* **INSTRUCTIONS**:
1/ In the Kafka page, what does the message format Goldsky supplies let you handle in downstream data pipelines?
2/ Duplicate the stretch of the Kafka page from "type: kafka" through "upsert_mode: Type.Optional(Type.Boolean())".

* **PROVIDED PASSAGE**:

Kafka is a distributed streaming platform that is used to build real-time data pipelines and streaming applications. It is designed to be fast, scalable, and durable.

You can use Kafka to deeply integrate into your existing data ecosystem. Goldsky supplies a message format that allows you to handle blockchain forks and reorganizations with your downstream data pipelines.

Kafka has a rich ecosystem of SDKs and connectors you can make use of to do advanced data processing.

Less Magic Here

The Kafka integration is less end to end - while Goldsky will handle a ton of the topic partitioning balancing and other details, using Kafka is a bit more involved compared to getting data directly mirrored into a database.

Pipeline configuration

sources: {}
transforms: {}
sinks:
  my_kafka_sink:
    description: Type.Optional(Type.String())
    type: kafka
    from: Type.String()
    topic: Type.String({ max_length: 255 })
    secret_name: Type.String()
    topic_partitions: Type.Optional(Type.Integer())
    upsert_mode: Type.Optional(Type.Boolean())
    data_format: Type.Optional(Type.Union([Type.Literal("avro"), Type.Literal("json")]))

Secrets


goldsky secret create --name A_KAFKA_SECRET --value '{
  "type": "kafka",
  "bootstrapServers": "Type.String()",
  "securityProtocol": "Type.Enum(SecurityProtocol)",
  "saslMechanism": "Type.Optional(Type.Enum(SaslMechanism))",
  "saslJaasUsername": "Type.Optional(Type.String())",
  "saslJaasPassword": "Type.Optional(Type.String())",
  "schemaRegistryUrl": "Type.Optional(Type.String())",
  "schemaRegistryUsername": "Type.Optional(Type.String())",
  "schemaRegistryPassword": "Type.Optional(Type.String())"
}'

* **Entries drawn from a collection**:

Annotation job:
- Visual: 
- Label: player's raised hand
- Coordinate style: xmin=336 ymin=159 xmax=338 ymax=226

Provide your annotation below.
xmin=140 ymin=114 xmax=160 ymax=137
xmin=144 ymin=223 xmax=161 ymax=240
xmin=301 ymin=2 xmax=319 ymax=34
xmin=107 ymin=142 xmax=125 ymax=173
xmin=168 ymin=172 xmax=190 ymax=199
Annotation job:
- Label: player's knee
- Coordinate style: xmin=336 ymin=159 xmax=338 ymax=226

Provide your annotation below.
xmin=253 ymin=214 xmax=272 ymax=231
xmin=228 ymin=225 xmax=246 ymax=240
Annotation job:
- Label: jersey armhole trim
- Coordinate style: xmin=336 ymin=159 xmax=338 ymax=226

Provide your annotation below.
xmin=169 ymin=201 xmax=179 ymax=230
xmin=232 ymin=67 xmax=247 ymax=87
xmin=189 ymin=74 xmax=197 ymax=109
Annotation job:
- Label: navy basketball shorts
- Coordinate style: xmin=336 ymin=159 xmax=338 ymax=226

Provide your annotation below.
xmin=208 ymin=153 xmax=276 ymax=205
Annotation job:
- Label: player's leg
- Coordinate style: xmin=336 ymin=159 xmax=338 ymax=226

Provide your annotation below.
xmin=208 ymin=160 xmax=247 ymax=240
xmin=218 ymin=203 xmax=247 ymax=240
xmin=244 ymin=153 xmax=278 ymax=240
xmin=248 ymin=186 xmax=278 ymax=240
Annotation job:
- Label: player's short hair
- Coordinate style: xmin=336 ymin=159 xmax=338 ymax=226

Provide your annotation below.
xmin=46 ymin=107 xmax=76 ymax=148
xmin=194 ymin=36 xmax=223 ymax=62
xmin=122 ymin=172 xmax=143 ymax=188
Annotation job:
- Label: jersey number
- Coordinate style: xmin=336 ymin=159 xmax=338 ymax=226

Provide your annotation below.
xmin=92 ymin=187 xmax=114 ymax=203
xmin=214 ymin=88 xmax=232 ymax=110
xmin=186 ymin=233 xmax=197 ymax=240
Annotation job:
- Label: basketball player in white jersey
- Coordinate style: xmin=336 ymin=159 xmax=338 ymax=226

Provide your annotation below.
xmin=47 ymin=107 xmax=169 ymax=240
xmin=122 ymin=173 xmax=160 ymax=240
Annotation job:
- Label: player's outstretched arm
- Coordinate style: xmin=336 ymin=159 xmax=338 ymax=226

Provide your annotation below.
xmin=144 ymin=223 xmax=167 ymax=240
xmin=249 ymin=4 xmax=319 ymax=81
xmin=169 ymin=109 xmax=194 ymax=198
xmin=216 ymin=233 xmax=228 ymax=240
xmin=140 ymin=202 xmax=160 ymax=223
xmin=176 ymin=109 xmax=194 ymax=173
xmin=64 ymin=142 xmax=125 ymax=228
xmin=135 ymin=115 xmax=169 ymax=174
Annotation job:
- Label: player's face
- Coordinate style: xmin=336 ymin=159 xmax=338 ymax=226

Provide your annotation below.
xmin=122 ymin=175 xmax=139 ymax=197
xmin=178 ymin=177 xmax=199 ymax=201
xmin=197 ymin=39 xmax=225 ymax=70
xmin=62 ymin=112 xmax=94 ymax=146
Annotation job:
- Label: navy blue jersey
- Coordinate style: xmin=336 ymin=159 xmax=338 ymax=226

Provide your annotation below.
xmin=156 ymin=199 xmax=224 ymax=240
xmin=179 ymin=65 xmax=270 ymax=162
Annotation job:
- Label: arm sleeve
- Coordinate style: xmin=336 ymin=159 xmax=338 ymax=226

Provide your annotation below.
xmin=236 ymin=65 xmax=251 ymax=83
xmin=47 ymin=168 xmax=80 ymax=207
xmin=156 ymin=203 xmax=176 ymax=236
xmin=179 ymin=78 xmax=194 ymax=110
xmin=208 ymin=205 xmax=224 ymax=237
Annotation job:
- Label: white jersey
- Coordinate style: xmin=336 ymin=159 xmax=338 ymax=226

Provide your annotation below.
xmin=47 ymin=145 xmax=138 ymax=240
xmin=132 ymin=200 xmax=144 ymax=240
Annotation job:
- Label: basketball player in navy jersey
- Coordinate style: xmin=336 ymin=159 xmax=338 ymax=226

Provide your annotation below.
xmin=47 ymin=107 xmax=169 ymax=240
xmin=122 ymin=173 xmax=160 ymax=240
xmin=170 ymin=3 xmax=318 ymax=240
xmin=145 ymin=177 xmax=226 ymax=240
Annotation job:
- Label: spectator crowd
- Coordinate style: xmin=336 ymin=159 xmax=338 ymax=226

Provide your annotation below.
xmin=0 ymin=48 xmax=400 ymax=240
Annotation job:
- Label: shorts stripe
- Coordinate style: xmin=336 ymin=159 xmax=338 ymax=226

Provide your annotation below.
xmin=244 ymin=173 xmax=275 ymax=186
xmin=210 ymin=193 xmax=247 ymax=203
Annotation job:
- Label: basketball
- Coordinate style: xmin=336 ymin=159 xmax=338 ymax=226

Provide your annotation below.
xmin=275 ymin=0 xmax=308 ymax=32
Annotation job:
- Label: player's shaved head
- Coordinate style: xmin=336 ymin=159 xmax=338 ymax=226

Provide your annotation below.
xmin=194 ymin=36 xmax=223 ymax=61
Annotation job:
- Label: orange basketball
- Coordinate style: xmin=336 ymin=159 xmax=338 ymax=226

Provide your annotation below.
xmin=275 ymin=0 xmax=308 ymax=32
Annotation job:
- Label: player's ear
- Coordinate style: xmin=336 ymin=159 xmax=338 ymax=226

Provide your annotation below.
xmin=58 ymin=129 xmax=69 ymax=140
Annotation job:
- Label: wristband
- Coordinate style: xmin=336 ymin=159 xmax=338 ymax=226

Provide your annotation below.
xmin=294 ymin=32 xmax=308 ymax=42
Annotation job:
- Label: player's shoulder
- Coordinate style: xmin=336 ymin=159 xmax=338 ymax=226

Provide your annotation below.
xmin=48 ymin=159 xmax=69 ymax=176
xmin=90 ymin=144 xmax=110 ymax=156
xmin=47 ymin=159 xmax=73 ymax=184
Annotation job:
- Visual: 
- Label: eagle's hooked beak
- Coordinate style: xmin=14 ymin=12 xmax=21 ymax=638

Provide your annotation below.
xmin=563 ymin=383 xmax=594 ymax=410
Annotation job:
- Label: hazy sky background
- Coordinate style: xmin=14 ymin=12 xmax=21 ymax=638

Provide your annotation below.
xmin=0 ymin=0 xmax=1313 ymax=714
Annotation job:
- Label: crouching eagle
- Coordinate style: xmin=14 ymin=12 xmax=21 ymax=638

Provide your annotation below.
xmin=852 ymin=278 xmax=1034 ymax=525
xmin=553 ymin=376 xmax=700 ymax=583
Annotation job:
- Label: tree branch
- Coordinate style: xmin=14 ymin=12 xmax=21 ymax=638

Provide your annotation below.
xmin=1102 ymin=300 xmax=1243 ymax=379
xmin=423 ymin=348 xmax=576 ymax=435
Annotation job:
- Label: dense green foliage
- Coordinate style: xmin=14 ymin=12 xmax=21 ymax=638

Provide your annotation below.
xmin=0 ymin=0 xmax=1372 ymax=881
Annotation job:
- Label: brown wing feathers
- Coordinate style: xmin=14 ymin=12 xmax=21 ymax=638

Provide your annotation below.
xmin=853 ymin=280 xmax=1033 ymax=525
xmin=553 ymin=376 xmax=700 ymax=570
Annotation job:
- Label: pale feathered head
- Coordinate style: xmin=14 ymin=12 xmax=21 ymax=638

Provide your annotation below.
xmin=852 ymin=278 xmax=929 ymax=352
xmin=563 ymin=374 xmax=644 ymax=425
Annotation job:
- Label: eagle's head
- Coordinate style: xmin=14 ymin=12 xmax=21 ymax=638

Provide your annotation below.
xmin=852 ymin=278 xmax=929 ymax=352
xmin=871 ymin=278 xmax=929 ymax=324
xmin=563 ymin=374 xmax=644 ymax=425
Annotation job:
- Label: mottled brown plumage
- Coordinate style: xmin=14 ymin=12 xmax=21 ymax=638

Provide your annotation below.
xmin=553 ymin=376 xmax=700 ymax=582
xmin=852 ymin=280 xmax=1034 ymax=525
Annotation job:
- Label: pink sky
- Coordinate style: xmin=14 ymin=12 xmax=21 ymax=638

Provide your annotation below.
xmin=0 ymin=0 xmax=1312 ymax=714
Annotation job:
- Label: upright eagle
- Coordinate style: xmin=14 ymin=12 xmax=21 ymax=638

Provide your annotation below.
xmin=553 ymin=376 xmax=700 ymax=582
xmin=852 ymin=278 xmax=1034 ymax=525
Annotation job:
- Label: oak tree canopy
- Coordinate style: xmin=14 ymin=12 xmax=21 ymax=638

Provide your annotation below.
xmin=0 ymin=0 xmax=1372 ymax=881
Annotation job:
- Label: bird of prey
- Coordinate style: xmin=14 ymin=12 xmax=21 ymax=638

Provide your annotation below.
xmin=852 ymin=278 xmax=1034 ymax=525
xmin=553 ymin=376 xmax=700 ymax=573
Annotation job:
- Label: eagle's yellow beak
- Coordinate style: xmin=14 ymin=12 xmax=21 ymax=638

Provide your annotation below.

* **REPLIES**:
1/ Blockchain forks and reorganizations.

2/
type: kafka
    from: Type.String()
    topic: Type.String({ max_length: 255 })
    secret_name: Type.String()
    topic_partitions: Type.Optional(Type.Integer())
    upsert_mode: Type.Optional(Type.Boolean())